■ What to do ■
Please rewrite the lines from the one holding "# point: stone paving" through the last line, substituting "fir tree" for "pine tree" and leaving everything else unchanged.

■ Excerpts from a point labeling dataset ■
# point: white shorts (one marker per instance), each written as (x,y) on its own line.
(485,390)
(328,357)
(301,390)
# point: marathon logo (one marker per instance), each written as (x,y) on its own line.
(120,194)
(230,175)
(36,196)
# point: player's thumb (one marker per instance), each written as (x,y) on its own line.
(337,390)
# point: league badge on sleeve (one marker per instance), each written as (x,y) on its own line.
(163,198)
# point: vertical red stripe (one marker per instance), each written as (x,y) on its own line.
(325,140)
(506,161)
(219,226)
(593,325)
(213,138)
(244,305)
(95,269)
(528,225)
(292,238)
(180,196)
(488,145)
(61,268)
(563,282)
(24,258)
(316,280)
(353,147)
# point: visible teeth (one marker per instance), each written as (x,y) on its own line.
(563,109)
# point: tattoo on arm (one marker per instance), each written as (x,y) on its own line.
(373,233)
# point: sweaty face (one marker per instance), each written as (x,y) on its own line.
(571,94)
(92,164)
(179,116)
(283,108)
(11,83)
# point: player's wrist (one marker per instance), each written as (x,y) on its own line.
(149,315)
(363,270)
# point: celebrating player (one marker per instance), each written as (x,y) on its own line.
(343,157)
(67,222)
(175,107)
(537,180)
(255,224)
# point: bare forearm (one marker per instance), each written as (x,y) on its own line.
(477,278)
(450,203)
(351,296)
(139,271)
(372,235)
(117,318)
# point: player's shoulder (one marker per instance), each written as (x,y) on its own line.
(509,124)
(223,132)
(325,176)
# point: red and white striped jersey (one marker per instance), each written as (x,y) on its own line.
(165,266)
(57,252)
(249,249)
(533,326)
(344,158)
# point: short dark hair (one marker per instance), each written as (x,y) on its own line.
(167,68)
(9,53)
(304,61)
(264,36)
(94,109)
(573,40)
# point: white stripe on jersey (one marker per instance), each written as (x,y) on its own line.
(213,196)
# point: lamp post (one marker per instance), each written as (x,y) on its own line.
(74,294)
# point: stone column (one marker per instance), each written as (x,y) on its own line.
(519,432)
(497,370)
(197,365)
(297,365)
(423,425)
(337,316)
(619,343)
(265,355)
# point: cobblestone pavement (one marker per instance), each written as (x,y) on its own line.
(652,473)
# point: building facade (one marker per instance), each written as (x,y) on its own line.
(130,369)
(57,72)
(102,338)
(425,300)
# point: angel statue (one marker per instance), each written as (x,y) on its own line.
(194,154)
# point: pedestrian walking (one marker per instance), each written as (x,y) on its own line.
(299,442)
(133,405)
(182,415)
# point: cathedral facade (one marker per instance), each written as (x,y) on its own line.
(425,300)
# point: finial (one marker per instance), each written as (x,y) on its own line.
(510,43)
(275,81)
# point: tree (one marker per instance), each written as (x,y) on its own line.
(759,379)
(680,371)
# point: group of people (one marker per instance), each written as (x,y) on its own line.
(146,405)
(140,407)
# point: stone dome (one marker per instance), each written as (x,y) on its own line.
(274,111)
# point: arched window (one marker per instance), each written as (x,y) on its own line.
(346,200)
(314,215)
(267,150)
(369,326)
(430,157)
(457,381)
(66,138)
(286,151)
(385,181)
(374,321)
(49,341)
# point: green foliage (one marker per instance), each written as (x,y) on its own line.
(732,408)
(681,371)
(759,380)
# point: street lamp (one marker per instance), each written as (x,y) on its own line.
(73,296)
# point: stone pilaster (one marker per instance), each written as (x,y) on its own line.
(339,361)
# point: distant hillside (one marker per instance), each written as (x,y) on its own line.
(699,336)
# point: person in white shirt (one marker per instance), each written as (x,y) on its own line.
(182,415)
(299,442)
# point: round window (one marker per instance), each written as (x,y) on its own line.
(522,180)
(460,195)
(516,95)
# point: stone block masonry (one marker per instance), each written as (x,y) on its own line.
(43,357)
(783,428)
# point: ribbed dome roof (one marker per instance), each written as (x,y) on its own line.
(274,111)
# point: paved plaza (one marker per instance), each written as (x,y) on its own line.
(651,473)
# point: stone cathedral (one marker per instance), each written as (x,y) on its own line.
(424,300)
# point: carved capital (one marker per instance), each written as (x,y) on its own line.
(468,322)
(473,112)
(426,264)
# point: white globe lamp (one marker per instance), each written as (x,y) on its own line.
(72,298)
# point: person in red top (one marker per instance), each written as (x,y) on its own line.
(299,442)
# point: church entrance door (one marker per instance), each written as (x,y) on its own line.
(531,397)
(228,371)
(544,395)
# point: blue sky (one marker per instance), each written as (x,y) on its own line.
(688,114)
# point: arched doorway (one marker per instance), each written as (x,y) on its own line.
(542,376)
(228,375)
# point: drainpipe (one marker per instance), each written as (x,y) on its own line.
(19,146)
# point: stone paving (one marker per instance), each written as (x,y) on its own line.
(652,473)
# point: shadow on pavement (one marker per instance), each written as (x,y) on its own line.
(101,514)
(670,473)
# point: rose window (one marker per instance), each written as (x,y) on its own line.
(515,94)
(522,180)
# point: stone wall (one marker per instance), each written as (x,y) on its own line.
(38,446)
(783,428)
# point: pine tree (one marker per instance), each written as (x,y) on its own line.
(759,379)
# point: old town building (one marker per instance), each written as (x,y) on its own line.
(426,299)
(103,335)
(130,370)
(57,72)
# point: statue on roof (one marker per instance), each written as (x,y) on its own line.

■ Answer to the exercise ■
# point: stone paving (one marker per instance), each written as (x,y) on its own line.
(652,473)
# point: shadow on pavement (one marker per instance), each written as (x,y) on its own line.
(101,514)
(670,473)
# point: rose window (one marker per instance), each written as (x,y) on its own line.
(515,94)
(522,180)
# point: stone wall (one marker per instance), each written as (x,y) on its own line.
(38,446)
(783,428)
# point: fir tree (one marker per instance), each written as (x,y) on its own line.
(759,379)
# point: old town building (one marker per instance), each written as (x,y) on its own line.
(426,299)
(103,335)
(130,370)
(57,72)
# point: statue on roof (one marker per instance), each written as (x,y) on its own line.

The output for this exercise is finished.